BEGIN SUPPLIED DATA

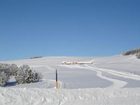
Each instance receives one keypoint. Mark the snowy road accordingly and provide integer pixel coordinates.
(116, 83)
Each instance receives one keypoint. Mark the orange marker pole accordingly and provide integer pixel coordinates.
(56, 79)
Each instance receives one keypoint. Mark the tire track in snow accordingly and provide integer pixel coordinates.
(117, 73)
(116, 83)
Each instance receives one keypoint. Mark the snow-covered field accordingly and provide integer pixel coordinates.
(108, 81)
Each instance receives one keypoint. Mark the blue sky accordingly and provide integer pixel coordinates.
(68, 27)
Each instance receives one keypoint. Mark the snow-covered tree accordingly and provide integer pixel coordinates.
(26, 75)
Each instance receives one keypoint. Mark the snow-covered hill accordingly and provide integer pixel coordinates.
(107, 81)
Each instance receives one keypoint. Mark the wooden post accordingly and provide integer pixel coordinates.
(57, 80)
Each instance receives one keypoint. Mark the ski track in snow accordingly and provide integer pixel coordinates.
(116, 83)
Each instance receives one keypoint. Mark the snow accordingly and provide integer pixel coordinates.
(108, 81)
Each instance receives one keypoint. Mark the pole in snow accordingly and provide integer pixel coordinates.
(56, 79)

END SUPPLIED DATA
BEGIN SUPPLIED DATA

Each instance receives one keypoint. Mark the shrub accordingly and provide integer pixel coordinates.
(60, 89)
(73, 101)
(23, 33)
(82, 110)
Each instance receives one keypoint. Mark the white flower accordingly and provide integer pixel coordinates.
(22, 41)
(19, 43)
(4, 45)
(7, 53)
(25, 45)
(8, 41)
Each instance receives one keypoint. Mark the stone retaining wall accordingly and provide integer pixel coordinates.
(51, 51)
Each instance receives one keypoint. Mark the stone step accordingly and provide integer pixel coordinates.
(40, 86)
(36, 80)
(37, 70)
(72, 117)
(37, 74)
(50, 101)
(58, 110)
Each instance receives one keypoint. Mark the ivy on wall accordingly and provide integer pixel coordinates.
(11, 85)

END SUPPLIED DATA
BEGIN SUPPLIED DATA

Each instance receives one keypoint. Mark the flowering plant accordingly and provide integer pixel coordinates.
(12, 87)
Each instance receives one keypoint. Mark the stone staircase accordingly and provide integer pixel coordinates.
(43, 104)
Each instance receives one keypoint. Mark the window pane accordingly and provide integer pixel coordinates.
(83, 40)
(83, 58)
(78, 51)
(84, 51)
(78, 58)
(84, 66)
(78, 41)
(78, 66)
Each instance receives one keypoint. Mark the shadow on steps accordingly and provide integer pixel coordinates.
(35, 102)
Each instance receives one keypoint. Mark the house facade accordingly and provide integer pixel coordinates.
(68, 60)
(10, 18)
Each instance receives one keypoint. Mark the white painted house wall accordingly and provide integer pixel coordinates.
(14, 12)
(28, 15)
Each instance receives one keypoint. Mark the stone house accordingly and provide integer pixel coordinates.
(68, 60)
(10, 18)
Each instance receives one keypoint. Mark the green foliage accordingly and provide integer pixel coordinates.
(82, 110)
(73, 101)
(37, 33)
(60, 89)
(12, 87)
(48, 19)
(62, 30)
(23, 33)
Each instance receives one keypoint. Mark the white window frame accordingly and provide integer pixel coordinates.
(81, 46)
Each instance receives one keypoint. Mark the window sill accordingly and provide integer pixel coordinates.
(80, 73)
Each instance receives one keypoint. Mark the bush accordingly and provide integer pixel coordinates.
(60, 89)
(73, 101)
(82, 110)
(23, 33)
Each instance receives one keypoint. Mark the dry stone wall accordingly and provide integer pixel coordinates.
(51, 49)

END SUPPLIED DATA

**DIRECTIVE**
Please extract every line of the records above that contains the string "track", treating uppercase and lowercase letters as distinct.

**FULL SOLUTION**
Each instance receives one keypoint. Mark the tire track in snow accordingly and provide integer pixel coordinates.
Each instance receives one keypoint. Mark the ski track in snow accordingly and provide integer pixel coordinates.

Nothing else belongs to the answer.